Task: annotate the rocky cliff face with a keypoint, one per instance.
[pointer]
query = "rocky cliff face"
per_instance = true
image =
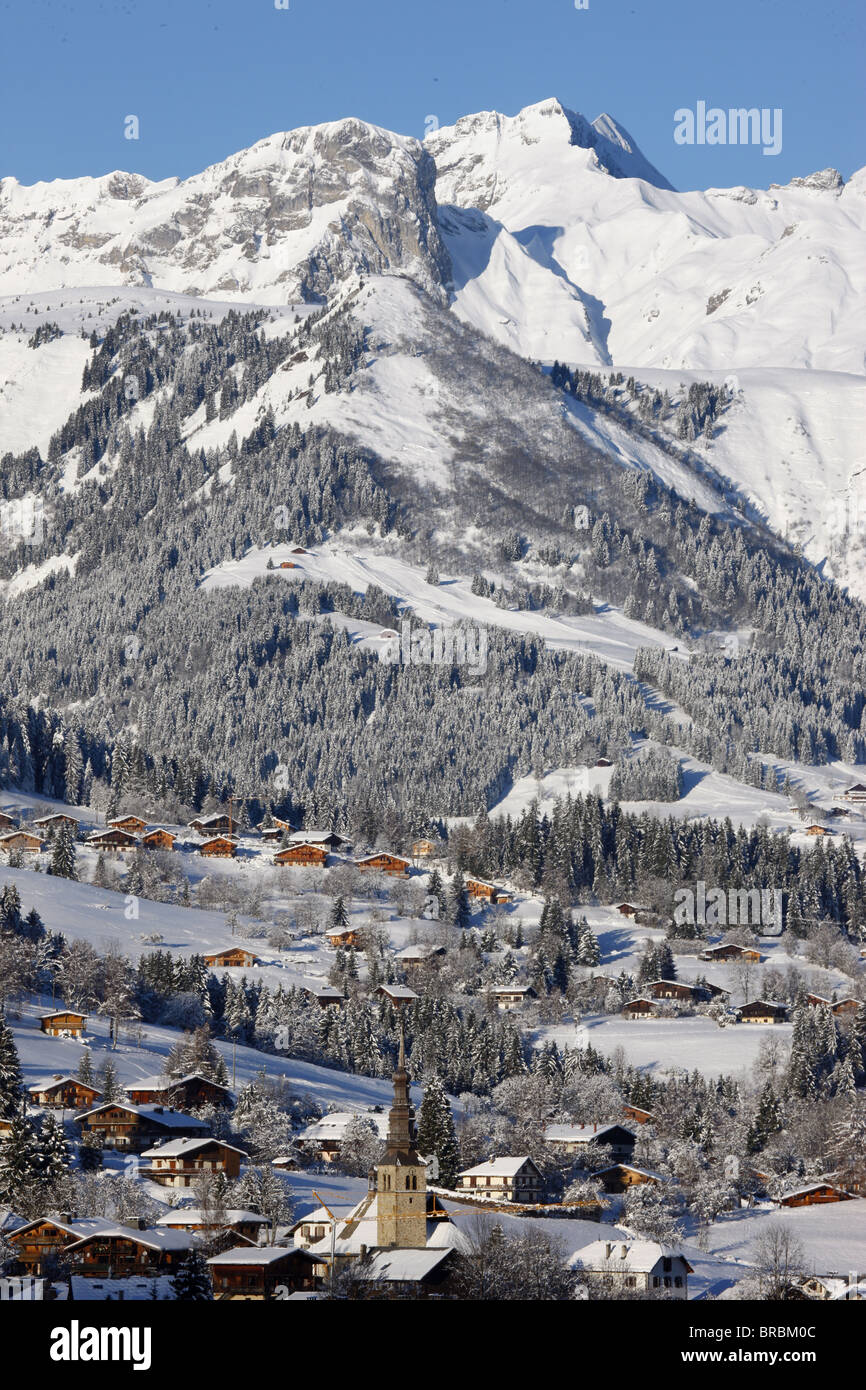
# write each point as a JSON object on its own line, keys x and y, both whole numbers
{"x": 280, "y": 221}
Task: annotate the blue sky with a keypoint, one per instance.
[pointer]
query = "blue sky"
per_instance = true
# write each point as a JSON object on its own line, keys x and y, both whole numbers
{"x": 209, "y": 77}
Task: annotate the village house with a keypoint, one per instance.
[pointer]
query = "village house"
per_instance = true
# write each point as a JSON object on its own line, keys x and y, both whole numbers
{"x": 120, "y": 1251}
{"x": 510, "y": 995}
{"x": 619, "y": 1178}
{"x": 249, "y": 1226}
{"x": 217, "y": 824}
{"x": 384, "y": 863}
{"x": 815, "y": 1194}
{"x": 640, "y": 1008}
{"x": 420, "y": 954}
{"x": 53, "y": 822}
{"x": 21, "y": 841}
{"x": 260, "y": 1272}
{"x": 111, "y": 841}
{"x": 64, "y": 1093}
{"x": 762, "y": 1011}
{"x": 63, "y": 1023}
{"x": 637, "y": 1115}
{"x": 132, "y": 824}
{"x": 730, "y": 951}
{"x": 640, "y": 1265}
{"x": 487, "y": 891}
{"x": 181, "y": 1093}
{"x": 178, "y": 1162}
{"x": 506, "y": 1179}
{"x": 39, "y": 1243}
{"x": 323, "y": 1139}
{"x": 577, "y": 1139}
{"x": 325, "y": 995}
{"x": 303, "y": 856}
{"x": 159, "y": 838}
{"x": 342, "y": 937}
{"x": 231, "y": 957}
{"x": 135, "y": 1127}
{"x": 218, "y": 847}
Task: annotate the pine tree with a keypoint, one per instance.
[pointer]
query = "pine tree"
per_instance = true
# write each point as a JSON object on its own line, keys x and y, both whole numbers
{"x": 191, "y": 1280}
{"x": 10, "y": 1072}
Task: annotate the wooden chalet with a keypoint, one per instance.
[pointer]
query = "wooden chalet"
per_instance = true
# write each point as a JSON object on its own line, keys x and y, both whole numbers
{"x": 641, "y": 1008}
{"x": 63, "y": 1093}
{"x": 341, "y": 937}
{"x": 159, "y": 838}
{"x": 634, "y": 1265}
{"x": 487, "y": 891}
{"x": 509, "y": 997}
{"x": 113, "y": 841}
{"x": 303, "y": 856}
{"x": 217, "y": 824}
{"x": 583, "y": 1139}
{"x": 637, "y": 1115}
{"x": 231, "y": 957}
{"x": 132, "y": 824}
{"x": 181, "y": 1093}
{"x": 506, "y": 1179}
{"x": 260, "y": 1273}
{"x": 21, "y": 841}
{"x": 325, "y": 995}
{"x": 218, "y": 847}
{"x": 63, "y": 1023}
{"x": 384, "y": 863}
{"x": 136, "y": 1127}
{"x": 43, "y": 1241}
{"x": 730, "y": 951}
{"x": 121, "y": 1251}
{"x": 180, "y": 1162}
{"x": 762, "y": 1011}
{"x": 816, "y": 1194}
{"x": 238, "y": 1222}
{"x": 619, "y": 1178}
{"x": 54, "y": 822}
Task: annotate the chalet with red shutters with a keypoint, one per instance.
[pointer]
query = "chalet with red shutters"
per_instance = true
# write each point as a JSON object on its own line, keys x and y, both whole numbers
{"x": 181, "y": 1093}
{"x": 180, "y": 1162}
{"x": 384, "y": 863}
{"x": 302, "y": 856}
{"x": 136, "y": 1127}
{"x": 231, "y": 957}
{"x": 63, "y": 1023}
{"x": 63, "y": 1093}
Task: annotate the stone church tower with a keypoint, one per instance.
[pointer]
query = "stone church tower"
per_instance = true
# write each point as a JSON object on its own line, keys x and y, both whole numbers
{"x": 401, "y": 1179}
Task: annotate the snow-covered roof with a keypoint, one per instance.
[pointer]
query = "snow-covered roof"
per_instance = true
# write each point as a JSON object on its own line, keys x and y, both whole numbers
{"x": 583, "y": 1133}
{"x": 255, "y": 1254}
{"x": 506, "y": 1166}
{"x": 134, "y": 1289}
{"x": 405, "y": 1265}
{"x": 181, "y": 1147}
{"x": 633, "y": 1255}
{"x": 335, "y": 1125}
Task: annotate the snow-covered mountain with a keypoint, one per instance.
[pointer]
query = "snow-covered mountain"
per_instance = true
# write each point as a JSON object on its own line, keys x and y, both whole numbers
{"x": 551, "y": 234}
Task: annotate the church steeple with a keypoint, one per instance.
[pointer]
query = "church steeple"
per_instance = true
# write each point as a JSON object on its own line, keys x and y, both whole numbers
{"x": 401, "y": 1180}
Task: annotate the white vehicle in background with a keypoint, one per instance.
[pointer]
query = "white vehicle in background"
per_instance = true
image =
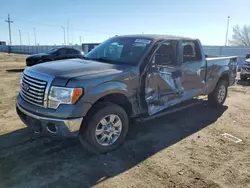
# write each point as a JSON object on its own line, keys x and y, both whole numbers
{"x": 245, "y": 69}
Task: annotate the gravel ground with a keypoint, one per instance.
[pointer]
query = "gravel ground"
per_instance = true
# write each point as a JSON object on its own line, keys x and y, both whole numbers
{"x": 185, "y": 149}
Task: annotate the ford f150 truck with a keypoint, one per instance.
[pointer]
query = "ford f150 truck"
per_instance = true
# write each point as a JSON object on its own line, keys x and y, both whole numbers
{"x": 124, "y": 77}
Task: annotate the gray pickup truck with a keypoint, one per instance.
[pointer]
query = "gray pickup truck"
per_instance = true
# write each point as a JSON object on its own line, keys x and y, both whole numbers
{"x": 125, "y": 77}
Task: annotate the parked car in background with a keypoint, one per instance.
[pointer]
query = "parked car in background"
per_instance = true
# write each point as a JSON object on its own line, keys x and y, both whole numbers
{"x": 245, "y": 69}
{"x": 54, "y": 54}
{"x": 134, "y": 76}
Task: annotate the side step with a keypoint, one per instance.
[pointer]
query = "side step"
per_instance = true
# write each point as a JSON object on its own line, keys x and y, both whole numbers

| Set exercise |
Reproduce the entire listing above with every occurrence of "whole numbers" swapped for "integers" and all other text unchanged. Omit the pictures from your reply.

| Output of the task |
Task: annotate the rocky cliff face with a keypoint, one per instance.
[pointer]
query = "rocky cliff face"
per_instance = true
image =
# write each point as a JSON object on its own line, keys x and y, both integers
{"x": 280, "y": 221}
Task: annotate the blue sky with a keypoint, one per instance.
[pointer]
query = "blue sky"
per_instance = true
# write each point as a JSON object on its own line, keys x and y, both integers
{"x": 209, "y": 77}
Task: annotate the village house with a keypoint, one per instance.
[pointer]
query = "village house"
per_instance = true
# write each point as a JSON object on its own line, keys x and y, both integers
{"x": 120, "y": 1251}
{"x": 510, "y": 995}
{"x": 619, "y": 1178}
{"x": 249, "y": 1226}
{"x": 217, "y": 824}
{"x": 384, "y": 863}
{"x": 815, "y": 1194}
{"x": 640, "y": 1008}
{"x": 420, "y": 954}
{"x": 53, "y": 822}
{"x": 21, "y": 841}
{"x": 260, "y": 1272}
{"x": 111, "y": 841}
{"x": 64, "y": 1093}
{"x": 762, "y": 1011}
{"x": 63, "y": 1023}
{"x": 637, "y": 1115}
{"x": 132, "y": 824}
{"x": 730, "y": 951}
{"x": 640, "y": 1265}
{"x": 487, "y": 891}
{"x": 181, "y": 1093}
{"x": 178, "y": 1162}
{"x": 506, "y": 1179}
{"x": 39, "y": 1243}
{"x": 323, "y": 1139}
{"x": 577, "y": 1139}
{"x": 325, "y": 995}
{"x": 303, "y": 856}
{"x": 159, "y": 838}
{"x": 342, "y": 937}
{"x": 231, "y": 957}
{"x": 135, "y": 1127}
{"x": 218, "y": 847}
Task: annotate the pine tree with a keypoint, one per instance.
[pointer]
query = "pine tree"
per_instance = true
# write each point as a JSON object on its own line, keys x and y, both integers
{"x": 191, "y": 1280}
{"x": 10, "y": 1072}
Task: annotate the wooden chalet with a keypoint, one per instance.
[pointer]
query = "wooden chalet"
per_instance = true
# write each point as a JSON object on its own line, keys x and y, both integers
{"x": 641, "y": 1008}
{"x": 63, "y": 1093}
{"x": 341, "y": 937}
{"x": 159, "y": 838}
{"x": 634, "y": 1265}
{"x": 487, "y": 891}
{"x": 509, "y": 997}
{"x": 113, "y": 841}
{"x": 303, "y": 856}
{"x": 217, "y": 824}
{"x": 583, "y": 1139}
{"x": 637, "y": 1115}
{"x": 231, "y": 957}
{"x": 132, "y": 824}
{"x": 181, "y": 1093}
{"x": 506, "y": 1179}
{"x": 260, "y": 1273}
{"x": 21, "y": 841}
{"x": 325, "y": 995}
{"x": 218, "y": 847}
{"x": 63, "y": 1023}
{"x": 384, "y": 863}
{"x": 136, "y": 1127}
{"x": 43, "y": 1241}
{"x": 730, "y": 951}
{"x": 121, "y": 1251}
{"x": 180, "y": 1162}
{"x": 762, "y": 1011}
{"x": 816, "y": 1194}
{"x": 238, "y": 1222}
{"x": 619, "y": 1178}
{"x": 54, "y": 822}
Task: annotate the chalet with red shutters with a keypoint, one per instance.
[pointer]
query = "chalet with red shutters"
per_instance = true
# write each point as a JSON object on its own line, keys x and y, both integers
{"x": 181, "y": 1093}
{"x": 180, "y": 1162}
{"x": 384, "y": 863}
{"x": 302, "y": 856}
{"x": 136, "y": 1127}
{"x": 231, "y": 957}
{"x": 63, "y": 1023}
{"x": 63, "y": 1093}
Task: annotate the stone church tower with a keypoint, one per instance.
[pointer]
query = "stone church tower"
per_instance = true
# write each point as a JSON object on its own line, keys x and y, both integers
{"x": 401, "y": 1179}
Task: annotate the snow-covered roof with a keypoint, one per instance.
[pointer]
query = "snow-covered roof"
per_instance = true
# write each point as a JSON object on its own line, keys x and y, both integers
{"x": 583, "y": 1133}
{"x": 255, "y": 1254}
{"x": 506, "y": 1166}
{"x": 134, "y": 1289}
{"x": 405, "y": 1265}
{"x": 181, "y": 1147}
{"x": 633, "y": 1255}
{"x": 335, "y": 1125}
Task: annotate the snow-covered mountain with a keypoint, one per instance.
[pointer]
query = "snow-covered mountain"
per_instance = true
# write each point as a JSON object on its own line, keys x and y, both integers
{"x": 551, "y": 234}
Task: annotate the church steeple with a keypoint, one per instance.
[pointer]
query = "church steeple"
per_instance = true
# write each point as a JSON object on its own line, keys x and y, both integers
{"x": 401, "y": 1180}
Task: annotate the white vehicle in background with a keypoint, one per instance.
[pointer]
query = "white vehicle in background"
per_instance = true
image =
# write each point as a JSON object on its own line, keys x and y, both integers
{"x": 245, "y": 69}
Task: annotate the gravel ground with a keypoint, one per instance.
[pointer]
query = "gravel ground"
per_instance = true
# write each point as a JSON object on its own line, keys x and y, both integers
{"x": 185, "y": 149}
Task: annotate the ford f150 truck with a keypoint, one per instance.
[pointer]
query = "ford f150 truck"
per_instance = true
# write each point as a JSON object on its own line, keys x and y, both integers
{"x": 124, "y": 77}
Task: annotate the gray pickup truck with a keypoint, one per instance.
[pointer]
query = "gray pickup truck"
per_instance = true
# write each point as a JSON object on its own line, keys x and y, both integers
{"x": 125, "y": 77}
Task: annotate the parked car in background with a keypoint, one per instance.
[pointer]
query = "parked car in background"
per_instance = true
# write each point as a JSON object on its own line, keys x and y, both integers
{"x": 245, "y": 69}
{"x": 54, "y": 54}
{"x": 134, "y": 76}
Task: annotate the side step with a keypoint, one per instance.
[pointer]
query = "side step"
per_instance = true
# write each point as a JSON object on its own line, keys x and y, both integers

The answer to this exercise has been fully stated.